[Start of section]

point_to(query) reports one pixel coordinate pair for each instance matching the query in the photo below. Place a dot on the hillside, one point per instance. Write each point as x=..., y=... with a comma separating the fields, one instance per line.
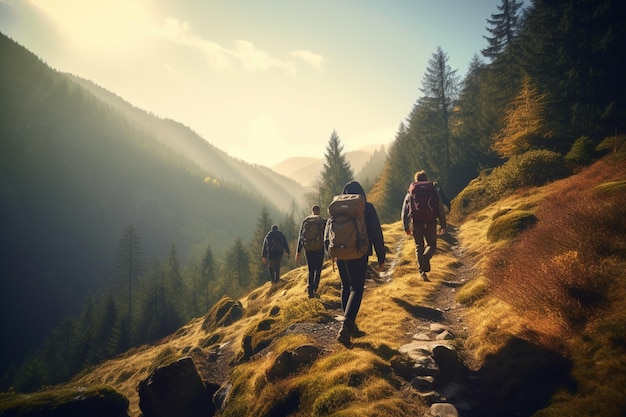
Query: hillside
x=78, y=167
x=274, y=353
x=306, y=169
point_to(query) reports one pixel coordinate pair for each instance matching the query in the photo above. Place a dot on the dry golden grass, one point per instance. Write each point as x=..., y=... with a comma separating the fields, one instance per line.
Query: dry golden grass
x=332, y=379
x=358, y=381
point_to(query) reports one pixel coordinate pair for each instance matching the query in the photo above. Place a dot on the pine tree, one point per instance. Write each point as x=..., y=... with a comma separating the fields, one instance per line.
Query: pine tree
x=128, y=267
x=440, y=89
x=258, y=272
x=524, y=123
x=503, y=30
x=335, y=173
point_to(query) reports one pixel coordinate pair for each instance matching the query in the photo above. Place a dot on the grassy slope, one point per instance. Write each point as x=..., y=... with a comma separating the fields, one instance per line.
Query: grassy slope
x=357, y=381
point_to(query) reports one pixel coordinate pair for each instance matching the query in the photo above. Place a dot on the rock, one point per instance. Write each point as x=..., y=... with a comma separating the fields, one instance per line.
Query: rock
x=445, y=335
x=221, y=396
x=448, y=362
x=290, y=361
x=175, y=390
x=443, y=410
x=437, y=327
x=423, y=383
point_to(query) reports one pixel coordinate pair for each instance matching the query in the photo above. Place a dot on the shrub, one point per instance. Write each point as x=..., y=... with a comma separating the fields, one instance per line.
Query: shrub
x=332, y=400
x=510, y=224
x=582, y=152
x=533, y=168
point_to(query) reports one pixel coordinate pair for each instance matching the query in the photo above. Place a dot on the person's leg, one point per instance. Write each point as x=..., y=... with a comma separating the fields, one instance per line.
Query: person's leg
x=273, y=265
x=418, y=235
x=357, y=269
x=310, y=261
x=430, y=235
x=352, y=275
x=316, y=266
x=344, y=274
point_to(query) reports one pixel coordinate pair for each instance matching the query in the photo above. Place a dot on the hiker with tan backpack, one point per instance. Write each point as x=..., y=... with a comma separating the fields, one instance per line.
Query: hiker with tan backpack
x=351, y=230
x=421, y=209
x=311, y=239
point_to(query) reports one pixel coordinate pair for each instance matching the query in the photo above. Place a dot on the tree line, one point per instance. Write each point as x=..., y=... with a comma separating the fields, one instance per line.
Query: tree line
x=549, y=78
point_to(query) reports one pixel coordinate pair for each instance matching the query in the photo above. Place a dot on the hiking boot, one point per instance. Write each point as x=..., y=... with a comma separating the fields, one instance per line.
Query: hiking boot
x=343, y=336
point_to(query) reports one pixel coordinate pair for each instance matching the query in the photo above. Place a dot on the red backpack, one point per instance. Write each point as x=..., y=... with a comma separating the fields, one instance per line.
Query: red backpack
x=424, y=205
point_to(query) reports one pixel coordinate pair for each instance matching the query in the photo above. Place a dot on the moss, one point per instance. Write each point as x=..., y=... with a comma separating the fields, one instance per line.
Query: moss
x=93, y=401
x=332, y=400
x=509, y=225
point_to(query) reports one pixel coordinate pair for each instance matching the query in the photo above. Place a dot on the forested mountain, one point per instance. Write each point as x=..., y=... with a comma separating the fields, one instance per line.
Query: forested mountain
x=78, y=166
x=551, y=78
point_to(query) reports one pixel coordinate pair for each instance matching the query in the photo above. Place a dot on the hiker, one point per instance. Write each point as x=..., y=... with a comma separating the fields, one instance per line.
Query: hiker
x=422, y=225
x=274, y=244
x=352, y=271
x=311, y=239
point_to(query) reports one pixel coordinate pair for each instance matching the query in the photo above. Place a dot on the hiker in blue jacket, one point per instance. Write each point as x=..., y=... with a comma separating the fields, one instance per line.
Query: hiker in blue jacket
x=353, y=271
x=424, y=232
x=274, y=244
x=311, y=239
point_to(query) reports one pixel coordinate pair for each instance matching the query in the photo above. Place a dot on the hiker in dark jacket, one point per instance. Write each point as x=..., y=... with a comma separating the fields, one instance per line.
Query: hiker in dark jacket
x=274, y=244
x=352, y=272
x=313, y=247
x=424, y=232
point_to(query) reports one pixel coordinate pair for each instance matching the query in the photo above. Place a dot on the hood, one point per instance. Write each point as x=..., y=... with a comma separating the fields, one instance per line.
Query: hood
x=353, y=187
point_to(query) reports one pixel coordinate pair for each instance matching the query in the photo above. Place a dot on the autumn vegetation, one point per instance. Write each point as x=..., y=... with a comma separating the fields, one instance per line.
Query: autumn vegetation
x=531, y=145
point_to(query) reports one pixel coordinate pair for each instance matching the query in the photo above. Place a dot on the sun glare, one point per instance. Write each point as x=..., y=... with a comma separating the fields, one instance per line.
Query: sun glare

[End of section]

== WHAT IS EXPECTED ==
Word for word, give the listing above again, but drop any pictures.

== RESPONSE ==
point_to(query) reports one pixel coordinate pair for each instance matching the query in the photo below. Place a dot on the hillside, one point per instance. Write each point as x=..., y=... with a comma separating the fields, one instance per line.
Query: hillside
x=78, y=167
x=274, y=353
x=306, y=169
point_to(query) reports one pixel coordinate pair for each instance matching the query in the photo above. Place a dot on the dry golden grass, one point per instance. Write each point as x=..., y=... with a comma separating the fields, one instance per line.
Query: dry golden grass
x=332, y=379
x=358, y=381
point_to(query) reports one pixel coordinate pair for each instance matching the query in the photo above. Place a dot on the pine tree, one point per instance. Write each point as x=..., y=... with a comma separating the fields, one instance per line.
Query: pine tree
x=128, y=267
x=440, y=89
x=258, y=272
x=524, y=123
x=503, y=30
x=335, y=173
point_to(query) reports one pixel coordinate pair for each instance matching the query in the photo above. Place a dot on the grassy slope, one point per instance. Write each point as x=..., y=... with a comma separating the fields, one instance per line.
Query: grassy slope
x=357, y=381
point_to(query) reports one pixel coordinate pair for each instance matching the query in the photo above. Place a dot on the rock, one point per instance. Write each point as x=..., y=... with a comma separating the fields, one instance per line.
Query: rock
x=445, y=335
x=221, y=396
x=448, y=362
x=290, y=361
x=175, y=390
x=443, y=410
x=437, y=327
x=423, y=383
point_to(query) reports one pixel coordinate pair for each instance matching the query in the photo above. Place a dot on the shrub, one point per instance. Write each point as x=..., y=... with a comma separating the fields, one instance per line.
Query: shrub
x=332, y=400
x=510, y=224
x=582, y=152
x=533, y=168
point_to(query) reports one pixel coordinate pair for each instance matching the query in the photo above. Place a dot on the person's leg, one point per instance. Write each point as x=..., y=... with a comma separating the fields, one instance per line.
Query: person's leg
x=273, y=265
x=418, y=235
x=357, y=269
x=310, y=261
x=430, y=235
x=352, y=275
x=316, y=266
x=344, y=274
point_to(query) reports one pixel coordinate pair for each instance matching the query in the photo above. Place a dot on the hiker with tan backpack, one point per instance. Write each point as x=..., y=... with a comma separating the fields, one instance per line.
Query: hiker with tan backpack
x=351, y=230
x=421, y=209
x=311, y=239
point_to(query) reports one pixel coordinate pair for each instance matching the query in the photo above. Place a dot on the tree line, one point per instance. Write each point as x=..., y=... with a comma separating the fields, one instance per line.
Query: tree line
x=549, y=78
point_to(query) reports one pixel coordinate pair for each instance matching the query in the photo above. Place a dot on the hiking boot, one point per instance. Write each point as x=..., y=... with a comma separating the fields, one instance per line.
Query: hiking boot
x=343, y=336
point_to(query) reports one pixel coordinate pair for each instance matching the query in the photo above. Place a dot on the red backpack, one point per instance. Write each point as x=..., y=... with a comma separating the fields, one instance per line.
Query: red backpack
x=424, y=205
point_to(query) reports one pixel coordinate pair for each instance matching the query in the photo above. Place a dot on the moss, one point per instance. Write each point as x=..., y=... with a comma separating the fields, one instance per line.
Query: moss
x=93, y=401
x=332, y=400
x=509, y=225
point_to(query) reports one pixel coordinate pair for each instance matching the query in the photo above. Place a dot on the forested mountain, one point per instance. Write each point as x=..., y=... with a comma separating the fields, one instance per line.
Query: forested mountain
x=78, y=166
x=551, y=78
point_to(query) reports one pixel coordinate pair for each instance matching the query in the photo above. Place a dot on the hiker, one point per instance. Write each point as x=..., y=... with a comma separating the fields, one instance per line.
Query: hiker
x=422, y=225
x=274, y=244
x=352, y=271
x=311, y=239
point_to(query) reports one pixel coordinate pair for each instance matching the query in the photo above. Place a dot on the hiker in blue jacket, one point per instance. Write each point as x=..., y=... with a comma separating the fields, one instance per line.
Query: hiker in blue jacket
x=353, y=271
x=424, y=232
x=274, y=244
x=311, y=239
point_to(query) reports one pixel coordinate pair for each instance matching the query in the photo above. Place a dot on the hiker in dark jacket, one point per instance. Write each point as x=..., y=... with a comma separating the fields, one instance per line.
Query: hiker in dark jacket
x=274, y=244
x=352, y=272
x=313, y=247
x=424, y=232
point_to(query) reports one pixel coordinate pair for each instance matching the query in the photo above. Place a dot on the hood, one point per instance. Write each point as x=..., y=... with a comma separating the fields, one instance per line.
Query: hood
x=353, y=187
point_to(query) reports one pixel coordinate pair for each instance matching the query in the photo above. Place a dot on the autumn vegetation, one point per instance. Write each point as x=..., y=... with a comma separating the fields, one instance per line.
Query: autumn vegetation
x=531, y=145
point_to(query) reports one pixel coordinate pair for each instance matching the query in the photo above. Place a dot on the sun glare, one point per instance. Write each point as x=..., y=... with a comma separating the fields, one instance per line.
Query: sun glare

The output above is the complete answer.